__WORK REQUEST__
Given the listing below, reproduce all of it exactly.

__PROVIDED MATERIAL__
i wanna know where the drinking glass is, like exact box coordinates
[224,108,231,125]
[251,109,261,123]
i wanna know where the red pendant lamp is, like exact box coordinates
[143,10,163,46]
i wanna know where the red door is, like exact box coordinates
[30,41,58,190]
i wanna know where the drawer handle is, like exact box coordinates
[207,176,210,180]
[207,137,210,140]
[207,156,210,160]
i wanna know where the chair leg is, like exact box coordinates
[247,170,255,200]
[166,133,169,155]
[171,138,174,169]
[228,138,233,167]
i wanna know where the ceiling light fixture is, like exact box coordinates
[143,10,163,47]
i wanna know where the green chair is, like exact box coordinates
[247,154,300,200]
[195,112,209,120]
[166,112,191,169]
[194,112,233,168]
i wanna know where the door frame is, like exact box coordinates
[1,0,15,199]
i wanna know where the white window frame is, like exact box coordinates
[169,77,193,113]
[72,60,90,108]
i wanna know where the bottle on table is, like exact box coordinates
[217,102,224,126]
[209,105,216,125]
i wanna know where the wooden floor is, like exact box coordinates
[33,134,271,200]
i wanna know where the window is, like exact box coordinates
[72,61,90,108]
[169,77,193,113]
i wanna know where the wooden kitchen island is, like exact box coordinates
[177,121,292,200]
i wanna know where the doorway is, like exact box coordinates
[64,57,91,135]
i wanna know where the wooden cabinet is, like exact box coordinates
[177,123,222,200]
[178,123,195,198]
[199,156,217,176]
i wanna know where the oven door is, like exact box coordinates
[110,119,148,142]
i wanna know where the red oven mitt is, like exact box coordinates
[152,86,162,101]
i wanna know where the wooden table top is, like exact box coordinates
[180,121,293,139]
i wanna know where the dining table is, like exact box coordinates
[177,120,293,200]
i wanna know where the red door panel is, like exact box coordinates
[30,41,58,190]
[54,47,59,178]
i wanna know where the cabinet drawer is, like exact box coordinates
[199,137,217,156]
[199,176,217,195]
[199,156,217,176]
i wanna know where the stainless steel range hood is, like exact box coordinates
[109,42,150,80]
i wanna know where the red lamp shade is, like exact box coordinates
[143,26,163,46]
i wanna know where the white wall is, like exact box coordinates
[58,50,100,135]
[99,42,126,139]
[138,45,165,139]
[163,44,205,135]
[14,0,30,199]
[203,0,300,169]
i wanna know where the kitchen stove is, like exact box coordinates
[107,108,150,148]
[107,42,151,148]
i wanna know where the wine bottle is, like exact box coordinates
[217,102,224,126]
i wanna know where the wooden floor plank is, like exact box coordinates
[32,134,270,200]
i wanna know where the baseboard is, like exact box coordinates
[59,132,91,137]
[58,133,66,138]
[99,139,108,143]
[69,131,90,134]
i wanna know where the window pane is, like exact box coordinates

__RESPONSE__
i wanna know where the drinking glass is, like exact box coordinates
[224,108,231,125]
[251,109,261,123]
i wanna know where the red pendant lamp is, like exact box coordinates
[143,10,163,46]
i wanna know where the red door is, like exact box coordinates
[30,41,58,190]
i wanna know where the drawer handle is, like exact box coordinates
[207,176,210,180]
[207,137,210,140]
[207,156,210,160]
i wanna know where the chair leg is, like exact box coordinates
[247,170,255,200]
[166,133,169,155]
[171,138,174,169]
[228,138,233,167]
i wanna know where the ceiling light fixture is, like exact box coordinates
[143,10,163,47]
i wanna know where the green chair is, like exact box coordinates
[247,154,300,200]
[195,112,209,120]
[166,112,191,169]
[194,112,233,168]
i wanna know where the door frame is, like exact box coordinates
[1,0,15,199]
i wanna know where the white window frame is, like exact box coordinates
[169,77,193,113]
[72,60,90,108]
i wanna know where the bottle on table is, like exact box coordinates
[217,102,224,126]
[209,105,216,125]
i wanna know where the wooden floor is, like exact box coordinates
[33,134,271,200]
i wanna know where the window is, like exact box coordinates
[72,61,90,108]
[169,77,193,113]
i wanna know where the wooden kitchen island is, like exact box coordinates
[177,121,292,200]
i wanna know where the doorway is, like exact box coordinates
[64,57,91,135]
i wanna know where the wooden cabinet is, like exact box coordinates
[177,123,222,200]
[178,123,195,198]
[199,156,217,176]
i wanna know where the oven door is, like exact box coordinates
[110,119,148,142]
i wanna know where the red oven mitt is, like exact box coordinates
[152,86,162,101]
i wanna know where the wooden table top is, like exact box coordinates
[180,121,293,139]
i wanna know where the dining table is, like exact box coordinates
[177,120,293,200]
i wanna know where the red door panel is, like exact box coordinates
[30,41,58,190]
[54,47,59,178]
i wanna know where the cabinet drawer is, like exact box coordinates
[199,137,217,156]
[199,176,217,195]
[199,156,217,176]
i wanna know where the stainless steel range hood is, like exact box coordinates
[109,42,150,80]
i wanna know where the red lamp shade is, like exact box coordinates
[143,26,163,46]
i wanna know where the white wall is, like exact box coordinates
[58,50,100,135]
[99,42,126,139]
[138,45,165,139]
[163,44,205,135]
[14,0,30,199]
[203,0,300,169]
i wanna know where the kitchen stove is, like exact box coordinates
[107,108,150,148]
[107,42,151,148]
i wanna know where the wine bottle is, like exact box coordinates
[217,102,224,126]
i wanna know where the wooden floor plank is, like exact box coordinates
[32,134,270,200]
i wanna know where the baseboard is, like exact box coordinates
[59,132,91,137]
[58,133,66,138]
[99,139,108,143]
[69,131,90,134]
i wanna know where the window pane is, like exact box coordinates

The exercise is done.